## Source data
-=-=-=-=-

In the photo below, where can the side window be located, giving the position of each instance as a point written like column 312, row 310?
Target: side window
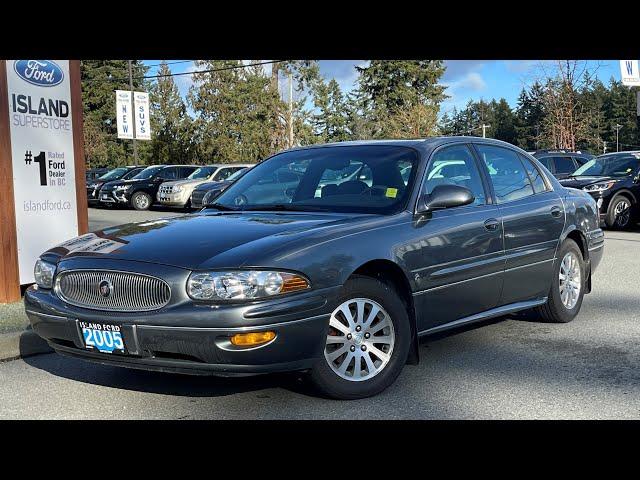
column 534, row 175
column 509, row 178
column 170, row 173
column 223, row 174
column 546, row 161
column 564, row 165
column 455, row 166
column 186, row 171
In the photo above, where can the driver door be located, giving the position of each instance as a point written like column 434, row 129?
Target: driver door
column 461, row 248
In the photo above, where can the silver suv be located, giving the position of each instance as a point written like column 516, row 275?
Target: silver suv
column 178, row 193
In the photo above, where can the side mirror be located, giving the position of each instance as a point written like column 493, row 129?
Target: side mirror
column 445, row 196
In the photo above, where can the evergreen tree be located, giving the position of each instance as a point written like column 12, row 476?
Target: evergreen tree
column 330, row 122
column 170, row 123
column 405, row 89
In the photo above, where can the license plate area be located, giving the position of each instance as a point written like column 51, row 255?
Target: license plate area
column 102, row 337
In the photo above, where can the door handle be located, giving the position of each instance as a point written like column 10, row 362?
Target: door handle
column 492, row 224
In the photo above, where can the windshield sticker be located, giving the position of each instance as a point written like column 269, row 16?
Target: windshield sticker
column 391, row 192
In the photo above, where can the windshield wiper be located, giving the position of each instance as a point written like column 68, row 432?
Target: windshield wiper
column 219, row 206
column 284, row 207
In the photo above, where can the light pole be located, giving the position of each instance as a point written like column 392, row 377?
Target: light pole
column 617, row 126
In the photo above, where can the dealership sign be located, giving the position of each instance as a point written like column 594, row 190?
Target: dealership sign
column 128, row 114
column 630, row 73
column 42, row 154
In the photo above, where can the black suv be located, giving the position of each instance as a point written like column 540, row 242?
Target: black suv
column 140, row 191
column 613, row 180
column 562, row 163
column 119, row 173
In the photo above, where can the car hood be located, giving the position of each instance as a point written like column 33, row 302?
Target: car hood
column 212, row 185
column 193, row 241
column 583, row 181
column 185, row 182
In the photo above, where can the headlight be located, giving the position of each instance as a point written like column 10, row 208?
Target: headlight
column 243, row 285
column 599, row 187
column 43, row 273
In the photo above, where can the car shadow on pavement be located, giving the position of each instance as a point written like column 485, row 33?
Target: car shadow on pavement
column 164, row 383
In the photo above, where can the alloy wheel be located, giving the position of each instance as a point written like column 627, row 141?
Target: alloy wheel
column 360, row 340
column 622, row 212
column 142, row 201
column 570, row 280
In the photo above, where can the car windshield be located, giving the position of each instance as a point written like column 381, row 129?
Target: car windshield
column 361, row 179
column 148, row 173
column 237, row 175
column 113, row 174
column 609, row 166
column 131, row 173
column 202, row 172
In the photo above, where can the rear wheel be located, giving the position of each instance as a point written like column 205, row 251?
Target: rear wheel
column 367, row 343
column 141, row 201
column 567, row 291
column 619, row 213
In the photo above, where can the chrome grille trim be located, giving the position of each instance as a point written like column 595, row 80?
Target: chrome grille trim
column 132, row 292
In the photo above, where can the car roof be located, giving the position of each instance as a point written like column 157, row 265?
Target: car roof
column 420, row 144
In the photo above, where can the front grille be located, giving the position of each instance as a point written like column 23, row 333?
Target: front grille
column 127, row 292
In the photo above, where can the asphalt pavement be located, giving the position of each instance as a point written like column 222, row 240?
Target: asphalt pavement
column 512, row 368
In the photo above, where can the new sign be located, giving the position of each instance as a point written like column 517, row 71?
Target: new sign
column 128, row 114
column 42, row 155
column 630, row 73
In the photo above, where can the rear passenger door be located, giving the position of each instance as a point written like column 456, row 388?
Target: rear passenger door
column 533, row 219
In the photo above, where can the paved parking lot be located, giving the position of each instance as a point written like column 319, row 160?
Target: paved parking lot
column 514, row 368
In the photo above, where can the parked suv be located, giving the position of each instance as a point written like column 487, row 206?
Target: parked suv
column 613, row 180
column 562, row 163
column 140, row 191
column 211, row 189
column 119, row 173
column 178, row 193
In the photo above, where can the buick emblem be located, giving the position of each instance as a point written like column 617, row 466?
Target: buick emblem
column 106, row 288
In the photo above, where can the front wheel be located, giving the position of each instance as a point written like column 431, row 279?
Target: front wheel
column 619, row 213
column 141, row 201
column 367, row 342
column 567, row 289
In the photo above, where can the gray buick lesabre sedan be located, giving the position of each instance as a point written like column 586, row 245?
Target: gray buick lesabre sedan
column 331, row 259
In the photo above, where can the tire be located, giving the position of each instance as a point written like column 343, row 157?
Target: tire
column 556, row 310
column 377, row 373
column 141, row 201
column 619, row 214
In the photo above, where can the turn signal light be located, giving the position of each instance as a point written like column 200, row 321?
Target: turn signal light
column 252, row 339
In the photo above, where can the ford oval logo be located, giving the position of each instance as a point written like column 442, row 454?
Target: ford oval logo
column 43, row 73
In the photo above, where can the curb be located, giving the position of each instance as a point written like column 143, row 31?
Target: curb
column 22, row 344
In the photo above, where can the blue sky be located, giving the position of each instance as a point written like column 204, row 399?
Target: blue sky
column 465, row 79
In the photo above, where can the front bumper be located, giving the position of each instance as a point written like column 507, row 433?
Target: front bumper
column 602, row 200
column 173, row 199
column 195, row 338
column 112, row 197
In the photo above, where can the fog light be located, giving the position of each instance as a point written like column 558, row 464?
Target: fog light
column 252, row 339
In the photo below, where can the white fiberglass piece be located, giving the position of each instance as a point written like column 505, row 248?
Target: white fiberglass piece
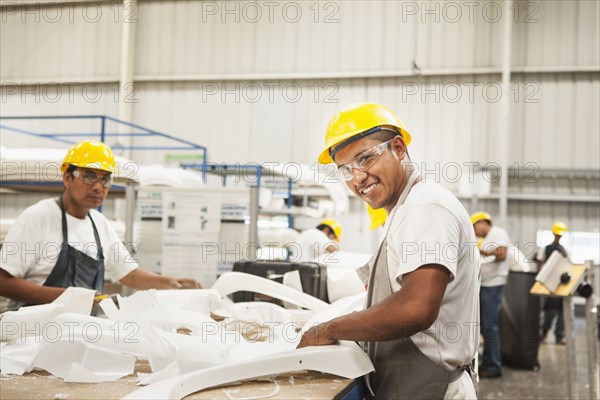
column 345, row 359
column 232, row 282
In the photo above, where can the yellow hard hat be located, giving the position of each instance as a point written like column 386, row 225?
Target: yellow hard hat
column 479, row 243
column 479, row 216
column 559, row 228
column 90, row 154
column 378, row 217
column 356, row 119
column 335, row 227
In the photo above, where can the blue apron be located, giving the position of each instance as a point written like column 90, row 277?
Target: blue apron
column 75, row 268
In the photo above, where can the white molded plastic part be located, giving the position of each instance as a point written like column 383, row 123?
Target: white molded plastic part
column 345, row 359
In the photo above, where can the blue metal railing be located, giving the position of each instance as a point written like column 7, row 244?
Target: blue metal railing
column 102, row 134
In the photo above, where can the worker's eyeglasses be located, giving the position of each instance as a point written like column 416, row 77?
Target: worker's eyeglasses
column 90, row 177
column 363, row 161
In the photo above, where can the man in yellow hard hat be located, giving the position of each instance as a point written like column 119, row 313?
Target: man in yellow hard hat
column 425, row 275
column 317, row 241
column 553, row 306
column 494, row 274
column 62, row 242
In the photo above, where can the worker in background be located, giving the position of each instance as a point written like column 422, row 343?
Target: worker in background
column 321, row 240
column 425, row 275
column 494, row 274
column 65, row 241
column 553, row 306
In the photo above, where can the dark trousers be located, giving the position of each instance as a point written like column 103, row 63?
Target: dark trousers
column 490, row 299
column 553, row 310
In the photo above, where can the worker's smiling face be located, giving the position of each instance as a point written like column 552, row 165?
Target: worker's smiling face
column 482, row 228
column 381, row 184
column 87, row 187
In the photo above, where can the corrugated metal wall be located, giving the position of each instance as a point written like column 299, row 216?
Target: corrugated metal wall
column 257, row 81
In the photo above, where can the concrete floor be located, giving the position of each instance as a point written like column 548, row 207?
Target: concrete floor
column 550, row 381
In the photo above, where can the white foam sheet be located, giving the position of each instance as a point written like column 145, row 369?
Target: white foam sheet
column 345, row 359
column 82, row 348
column 32, row 320
column 82, row 362
column 231, row 282
column 17, row 358
column 341, row 307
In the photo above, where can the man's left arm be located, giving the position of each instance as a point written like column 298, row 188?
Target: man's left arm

-=-=-=-=-

## Goal of the exercise
Restate the records word for word and drop the images.

## Output for this task
In the photo below, where can the side window be located, giving the position of each instance as a point written like column 312, row 310?
Target: side window
column 534, row 175
column 509, row 178
column 170, row 173
column 223, row 174
column 546, row 161
column 564, row 165
column 455, row 166
column 186, row 171
In the photo above, where can the driver door be located, giving the position of each instance as a point written like column 434, row 129?
Target: driver door
column 461, row 248
In the photo above, where can the silver suv be located, giving the position of each instance as a point written like column 516, row 275?
Target: silver suv
column 178, row 193
In the photo above, where can the side mirror be located, giving the position of each instance as a point written like column 493, row 129?
Target: side mirror
column 445, row 196
In the photo above, where can the evergreen tree be located, giving the position of each instance as a point written like column 12, row 476?
Target: evergreen tree
column 330, row 122
column 170, row 123
column 405, row 89
In the photo above, where can the license plate area be located, giving the position of each instance as a point written like column 51, row 255?
Target: license plate area
column 102, row 337
In the photo above, where can the door handle be located, giving the position of each instance as a point written like column 10, row 362?
Target: door handle
column 492, row 224
In the photo above, where can the windshield sticker be located, giving the position of each instance as a point written like column 269, row 16?
Target: windshield sticker
column 391, row 192
In the photo above, where can the windshield wiper be located, giving the position of each instance as a point written like column 68, row 432?
Target: windshield wiper
column 219, row 206
column 284, row 207
In the photo above, where can the light pole be located, giving the position of each instance as a point written like column 392, row 377?
Target: light pole
column 617, row 126
In the photo above, where can the dealership sign be located, giving the position of each instance as a point written like column 594, row 190?
Target: dealership sign
column 128, row 114
column 630, row 73
column 42, row 154
In the photo above, where can the black suv be located, giving the position of each instance as a point written like column 540, row 242?
Target: black suv
column 140, row 191
column 613, row 180
column 562, row 163
column 119, row 173
In the photo above, where can the car hood be located, giving the position of each instance as a point written like column 33, row 302?
Target: car hood
column 212, row 185
column 193, row 241
column 583, row 181
column 185, row 182
In the photo above, where can the headlight be located, giving the position of each instance as a point written like column 10, row 208?
Target: headlight
column 243, row 285
column 599, row 187
column 43, row 273
In the photo above, where can the car shadow on pavement be located, giving the position of each instance as a point written like column 485, row 33?
Target: car shadow on pavement
column 164, row 383
In the photo above, where can the alloy wheel be located, giving the position of each instance as a point written like column 627, row 141?
Target: alloy wheel
column 360, row 340
column 622, row 212
column 142, row 201
column 570, row 280
In the photo above, where can the car windshield be located, giving the position of each instance as a point written like column 381, row 129?
Target: car windshield
column 361, row 179
column 148, row 173
column 237, row 175
column 113, row 174
column 609, row 166
column 131, row 173
column 202, row 172
In the photo above, where can the rear wheel be located, giving the position of each instance as a point written like column 205, row 251?
Target: rear wheel
column 367, row 343
column 141, row 201
column 567, row 291
column 619, row 213
In the photo above, where can the chrome grille trim be located, giving the position of each instance as a point written like column 595, row 80?
Target: chrome grille trim
column 132, row 292
In the photo above, where can the car roof be located, giving the position of each instance as a point written like column 157, row 265?
Target: car roof
column 420, row 144
In the photo above, where can the front grille be located, giving the position of each instance as a point written like column 23, row 333?
Target: front grille
column 127, row 292
In the photo above, where can the asphalt pavement be located, giving the position of each instance as a point written like column 222, row 240?
Target: asphalt pavement
column 512, row 368
In the photo above, where can the new sign be located, giving the position of each instance as a point written like column 517, row 71?
Target: new sign
column 128, row 114
column 42, row 155
column 630, row 73
In the photo above, where can the rear passenger door be located, giving the position of each instance as a point written like column 456, row 388?
Target: rear passenger door
column 533, row 219
In the photo above, where can the paved parking lot be located, giving the position of each instance as a point written like column 319, row 160?
Target: paved parking lot
column 514, row 368
In the photo above, where can the parked suv be located, giving the position of each instance as a point written like column 487, row 206?
Target: parked suv
column 613, row 180
column 562, row 163
column 140, row 191
column 211, row 189
column 119, row 173
column 178, row 193
In the photo above, where can the buick emblem be located, giving the position of each instance as a point written like column 617, row 466?
Target: buick emblem
column 106, row 288
In the photo above, where can the front wheel be located, giving the position of each instance as a point written like column 431, row 279?
Target: front wheel
column 619, row 213
column 141, row 201
column 367, row 342
column 567, row 289
In the photo above, where can the gray buick lesabre sedan be located, giving the position of each instance as a point written like column 586, row 245?
Target: gray buick lesabre sedan
column 331, row 259
In the photo above, where can the tire be located, giving the position of each instance as a point written like column 343, row 157?
Target: tire
column 556, row 310
column 377, row 373
column 141, row 201
column 619, row 214
In the photo above, where can the turn signal light be located, giving the position of each instance as a point written like column 200, row 321?
Target: turn signal light
column 252, row 339
In the photo above, where can the ford oval logo be located, giving the position of each instance as a point written like column 442, row 454?
Target: ford oval logo
column 43, row 73
In the photo above, where can the curb be located, giving the position of each instance as a point written like column 143, row 31?
Target: curb
column 22, row 344
In the photo above, where can the blue sky be located, giving the position of each instance as a point written like column 204, row 399?
Target: blue sky
column 465, row 79
In the photo above, where can the front bumper be located, giving the position of each instance as a point written like column 507, row 433?
Target: front bumper
column 602, row 200
column 173, row 199
column 195, row 338
column 112, row 197
In the photo above, where can the fog light be located, giving the position of each instance as a point written like column 558, row 464?
Target: fog light
column 252, row 339
In the photo below, where can the white fiberglass piece be located, giving the position of each instance as a point written like column 505, row 248?
Target: white fiberglass piece
column 345, row 359
column 232, row 282
In the photo above, where can the yellow hard hat be located, giving the position of each instance as a point written like column 386, row 225?
Target: yellow hard hat
column 479, row 243
column 479, row 216
column 559, row 228
column 90, row 154
column 378, row 217
column 356, row 119
column 335, row 227
In the photo above, where can the blue apron be located, giving the position of each instance as a point written like column 90, row 277?
Target: blue apron
column 75, row 268
In the photo above, where can the white molded plastic part be located, giving the position of each instance as a point written like column 383, row 123?
Target: white molded plastic part
column 345, row 359
In the photo above, where can the blue metal railing be located, giving the position of each instance as a point written like column 7, row 244?
Target: blue metal railing
column 102, row 134
In the photo above, where can the worker's eyeglasses be located, giving the position of each instance as a point written like column 416, row 77?
Target: worker's eyeglasses
column 90, row 177
column 363, row 161
In the photo above, where can the man in yellow hard hat be located, giving the position of each instance as a point written like column 119, row 313?
Target: man in yellow hard hat
column 425, row 275
column 317, row 241
column 553, row 306
column 494, row 274
column 62, row 242
In the photo above, where can the worker in background be located, giving the position of each instance as a point written like column 422, row 343?
Target: worker in background
column 321, row 240
column 425, row 275
column 494, row 274
column 65, row 241
column 553, row 306
In the photo above, where can the dark trousers be located, giving the position of each instance as a point written like column 103, row 63?
Target: dark trousers
column 490, row 299
column 553, row 310
In the photo above, where can the worker's smiling face be located, giving the position of each instance as a point written like column 552, row 165?
Target: worker's smiling face
column 482, row 228
column 381, row 184
column 87, row 187
In the photo above, where can the corrugated metal wall be located, giving the position of each instance as a point written like column 299, row 216?
Target: corrugated metal wall
column 257, row 81
In the photo above, where can the concrete floor be located, giving the position of each instance as a point written like column 548, row 207?
Target: concrete floor
column 550, row 381
In the photo above, where can the white foam sheet be located, giving the position of each instance as a point written like column 145, row 369?
Target: white foam sheet
column 345, row 359
column 82, row 348
column 32, row 320
column 82, row 362
column 231, row 282
column 17, row 358
column 341, row 307
In the photo above, where can the man's left arm be located, giving the position of each instance as a point written like column 298, row 188?
Target: man's left arm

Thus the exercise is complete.